* [Exercise requirements]: Reproduce the passage of the article on the alcohol packaging bill starting with "The National Assembly’s" and going on through "cost to consumers.".

* [Text excerpt]:
====
The Alcoholic Drinks & Control (Amendment) Bill, 2020 fronted by Wundanyi MP Danson Mwakuwona had sought to amend the 2010 law by limiting the packaging of alcoholic products in containers of a minimum of 750 millilitres from the current 250 millilitres, to curb consumption and abuse among the youth and low-income earners.

The legislator had argued that the sale of alcoholic drinks in low quantity packages made it easily affordable and accessible to the youth.

The National Assembly’s Administration and National Security Committee, however, disallowed the proposed changes saying there were sufficient existing laws to guard against alcohol consumption among the youth, hence it was needless to make changes in packaging requirements.

“The proposed measures in the Bill will impact negatively on the alcoholic beverage industry consequently leading to job losses and reducing the amount of tax remitted to the government,” the committee says.

If passed, the new law would have led to an increase in the average cost of beer from the current Sh190 to at least Sh285 a bottle as manufacturers pass the increased cost to consumers.

The lowest quantities of beer brands such as Tusker Lite and Tuborg are packaged in 350 millilitres and sell at an average of Sh190 per bottle.

Spirit brands such as Kane Extra, Bluemoon and Hunters Choice are packaged in small quantities of 250 millilitres with prices ranging between Sh190 and Sh230, making them popular among low-income earners and the youth.

An increase in beer prices would have triggered a rise in consumption of cheap and illicit liquor by low-income earners who would be locked out of their favourite drinks had Parliament adopted the proposed law.

The rejection of the new packaging requirements also brings relief to the beer manufacturers who would have been forced to purchase new bottles and install new packaging lines and reduce their staff numbers due to a fall in volumes of alcohol sold.

Beer makers including the Kenya Breweries Limited (KBL) and UDV Kenya (both owned by East African Breweries) would have, for example, lost billions of shillings in writing off the current bottles and installing new packaging lines if Parliament adopted the proposed changes.

KBL petitioned lawmakers to reject the proposal, saying it would incur losses of up to Sh3.5 billion in writing off beer bottles, cans, crates and the current packaging machinery and a further Sh7 billion to install a new packaging line and acquire the 750ml bottles.

The Ruaraka-based beer maker also warned that the proposed law would force players in the alcohol value chain that includes farmers, distributors and bars to shed at least 60,809 direct and indirect jobs due to a reduction in volumes of alcohol sold.

“Reduction in the volume of alcohol sold by KBL/UDV distributors would force them to cut workforce by 33 per cent…Bars and restaurants that heavily rely on alcohol sales will have to cut 60,000 jobs with a total earning capacity of Sh1.8 billion per month,” the firm said in its petition.

The alcohol industry lost more than 50,000 jobs between March and September in the wake of the Covid-19 pandemic as the sector took a hit from the restrictions imposed to curb the spread of the disease.

Kenya shut down bars in March last year after reporting the first coronavirus case, occasioning an economic meltdown in the industry marked by thousands of job losses and permanent closure of some establishments. Bars started partial reopening in September but the sector is still struggling to regain its footing.

EABL’s net profit dropped to a six-year low on the State closure of bars to contain Covid-19 spread, highlighting the impact of the restrictions on the industry.

The brewer’s net profit dropped 39 per cent to Sh7 billion for the year ended June 2020, with net sales for the second half of the year plunging 29 per cent.

EABL then rolled out a two-year Sh532 million ($5 million) recovery fund to help pubs and bars resume trade post-lockdown.

The proposed law would have made Kenya’s packaging threshold one of the highest in the world and worsen the fortunes of an industry that is still grappling with the Covid-19 economic meltdown.

Those in breach of the proposed packaging rule risked a fine of Sh50,000, a jail term of six months or both, says the Bill whose fate now lies in the hands of the lawmakers who will vote to reject or agree to the committee’s recommendations.
====
* [Records from a data source]:
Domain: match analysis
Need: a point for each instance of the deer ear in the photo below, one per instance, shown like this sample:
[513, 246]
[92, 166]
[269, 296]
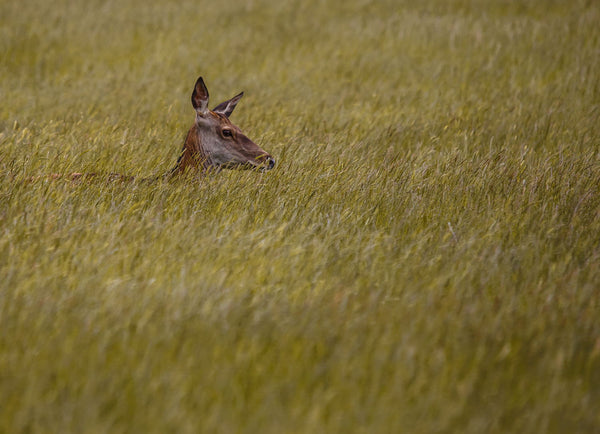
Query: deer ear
[226, 107]
[200, 96]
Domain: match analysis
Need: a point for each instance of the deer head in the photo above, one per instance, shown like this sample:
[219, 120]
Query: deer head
[214, 143]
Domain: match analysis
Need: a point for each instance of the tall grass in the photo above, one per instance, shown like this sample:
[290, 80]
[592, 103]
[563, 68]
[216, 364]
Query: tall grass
[425, 257]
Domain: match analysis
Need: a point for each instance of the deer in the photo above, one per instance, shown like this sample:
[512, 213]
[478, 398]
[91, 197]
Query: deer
[212, 143]
[215, 143]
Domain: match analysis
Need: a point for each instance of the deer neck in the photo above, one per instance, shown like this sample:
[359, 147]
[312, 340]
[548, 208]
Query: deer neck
[192, 157]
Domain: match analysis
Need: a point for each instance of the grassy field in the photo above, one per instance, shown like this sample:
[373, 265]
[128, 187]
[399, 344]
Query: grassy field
[425, 257]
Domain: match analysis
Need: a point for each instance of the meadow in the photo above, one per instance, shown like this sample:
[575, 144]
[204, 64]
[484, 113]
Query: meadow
[424, 257]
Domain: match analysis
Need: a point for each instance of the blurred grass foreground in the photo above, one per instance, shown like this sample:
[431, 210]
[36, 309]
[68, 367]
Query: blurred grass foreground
[425, 257]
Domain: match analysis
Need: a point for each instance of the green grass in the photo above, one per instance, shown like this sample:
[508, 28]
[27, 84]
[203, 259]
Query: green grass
[425, 257]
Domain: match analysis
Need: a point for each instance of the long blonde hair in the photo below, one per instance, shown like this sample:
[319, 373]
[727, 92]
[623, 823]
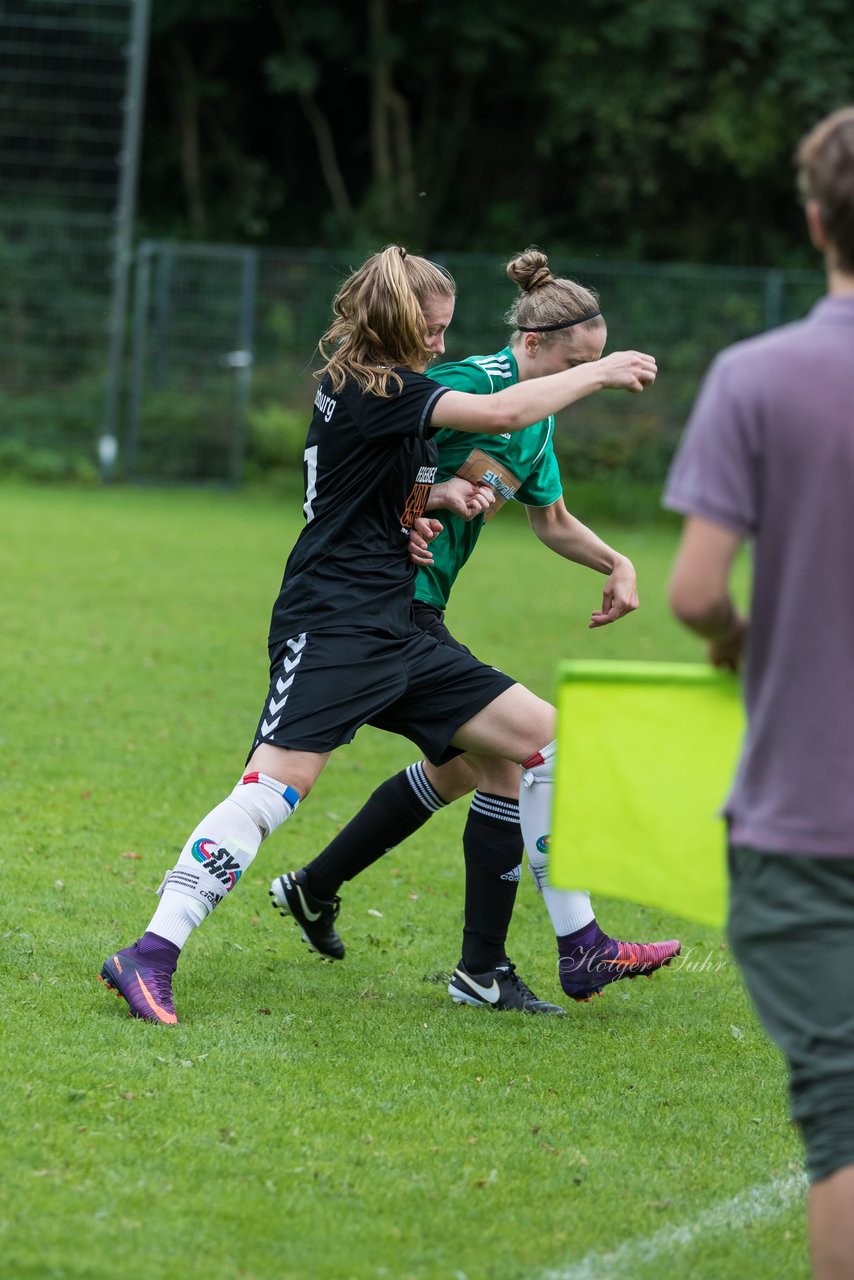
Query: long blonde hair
[379, 320]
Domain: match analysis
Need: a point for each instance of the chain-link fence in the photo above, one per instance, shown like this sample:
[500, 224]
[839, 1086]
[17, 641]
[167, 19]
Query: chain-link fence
[224, 343]
[63, 146]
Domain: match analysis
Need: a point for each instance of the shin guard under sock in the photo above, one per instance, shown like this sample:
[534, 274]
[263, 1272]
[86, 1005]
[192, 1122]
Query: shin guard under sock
[492, 842]
[218, 853]
[569, 909]
[397, 809]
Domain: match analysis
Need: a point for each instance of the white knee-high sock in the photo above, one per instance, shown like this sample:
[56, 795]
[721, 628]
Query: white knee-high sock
[218, 853]
[569, 909]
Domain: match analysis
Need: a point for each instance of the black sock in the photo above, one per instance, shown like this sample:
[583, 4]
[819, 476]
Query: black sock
[396, 809]
[492, 842]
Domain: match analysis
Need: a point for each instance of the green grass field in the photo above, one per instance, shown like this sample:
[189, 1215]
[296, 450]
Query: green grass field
[336, 1121]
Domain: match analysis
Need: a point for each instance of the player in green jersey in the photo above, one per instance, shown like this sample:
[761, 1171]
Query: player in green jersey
[557, 325]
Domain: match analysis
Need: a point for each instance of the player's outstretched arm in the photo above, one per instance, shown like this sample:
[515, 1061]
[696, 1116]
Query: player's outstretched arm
[460, 497]
[534, 400]
[567, 536]
[421, 534]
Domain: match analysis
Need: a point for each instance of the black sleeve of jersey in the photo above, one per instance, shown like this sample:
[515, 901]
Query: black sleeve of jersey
[405, 412]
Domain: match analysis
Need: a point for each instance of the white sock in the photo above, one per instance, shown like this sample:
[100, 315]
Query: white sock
[569, 909]
[219, 850]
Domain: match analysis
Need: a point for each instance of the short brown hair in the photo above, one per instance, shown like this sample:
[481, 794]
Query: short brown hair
[379, 323]
[825, 163]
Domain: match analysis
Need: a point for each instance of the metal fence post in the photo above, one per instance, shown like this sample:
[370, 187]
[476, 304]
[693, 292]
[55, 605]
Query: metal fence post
[129, 165]
[142, 289]
[773, 300]
[242, 361]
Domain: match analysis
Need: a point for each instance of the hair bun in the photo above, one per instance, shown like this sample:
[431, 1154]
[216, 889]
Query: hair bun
[529, 270]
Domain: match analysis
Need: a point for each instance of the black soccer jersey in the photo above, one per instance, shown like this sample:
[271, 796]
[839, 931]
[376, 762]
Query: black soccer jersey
[369, 462]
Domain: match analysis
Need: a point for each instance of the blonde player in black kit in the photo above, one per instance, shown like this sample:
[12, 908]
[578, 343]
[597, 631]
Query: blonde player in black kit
[343, 647]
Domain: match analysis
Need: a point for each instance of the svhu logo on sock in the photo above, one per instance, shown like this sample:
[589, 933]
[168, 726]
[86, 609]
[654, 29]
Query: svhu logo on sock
[218, 863]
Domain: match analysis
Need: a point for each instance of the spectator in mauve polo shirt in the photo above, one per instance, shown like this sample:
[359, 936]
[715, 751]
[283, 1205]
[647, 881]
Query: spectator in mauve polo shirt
[768, 457]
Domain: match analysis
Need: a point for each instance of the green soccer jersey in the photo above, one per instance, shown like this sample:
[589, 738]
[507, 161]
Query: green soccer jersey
[529, 455]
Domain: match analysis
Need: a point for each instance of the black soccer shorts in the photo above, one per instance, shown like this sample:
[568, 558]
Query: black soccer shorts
[324, 685]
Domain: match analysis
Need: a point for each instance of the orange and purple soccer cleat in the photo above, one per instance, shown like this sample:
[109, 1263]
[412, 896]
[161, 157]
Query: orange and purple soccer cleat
[144, 981]
[587, 967]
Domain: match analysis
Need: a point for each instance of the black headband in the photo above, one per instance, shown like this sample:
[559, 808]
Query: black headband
[563, 324]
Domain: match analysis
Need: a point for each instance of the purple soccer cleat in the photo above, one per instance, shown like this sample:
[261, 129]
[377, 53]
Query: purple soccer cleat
[585, 969]
[142, 979]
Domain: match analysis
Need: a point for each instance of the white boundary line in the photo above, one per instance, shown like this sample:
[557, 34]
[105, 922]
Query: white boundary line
[758, 1203]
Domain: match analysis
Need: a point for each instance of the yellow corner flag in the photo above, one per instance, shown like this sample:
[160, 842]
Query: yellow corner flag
[644, 762]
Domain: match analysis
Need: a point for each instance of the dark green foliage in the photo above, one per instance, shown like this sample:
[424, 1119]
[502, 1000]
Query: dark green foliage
[636, 129]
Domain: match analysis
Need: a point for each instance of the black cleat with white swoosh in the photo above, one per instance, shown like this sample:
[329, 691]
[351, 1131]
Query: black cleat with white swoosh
[315, 917]
[498, 988]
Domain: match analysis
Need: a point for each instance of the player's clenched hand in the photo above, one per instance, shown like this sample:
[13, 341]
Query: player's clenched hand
[421, 533]
[461, 497]
[727, 652]
[629, 370]
[620, 595]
====
* [Task response]:
The National Assembly’s Administration and National Security Committee, however, disallowed the proposed changes saying there were sufficient existing laws to guard against alcohol consumption among the youth, hence it was needless to make changes in packaging requirements.

“The proposed measures in the Bill will impact negatively on the alcoholic beverage industry consequently leading to job losses and reducing the amount of tax remitted to the government,” the committee says.

If passed, the new law would have led to an increase in the average cost of beer from the current Sh190 to at least Sh285 a bottle as manufacturers pass the increased cost to consumers.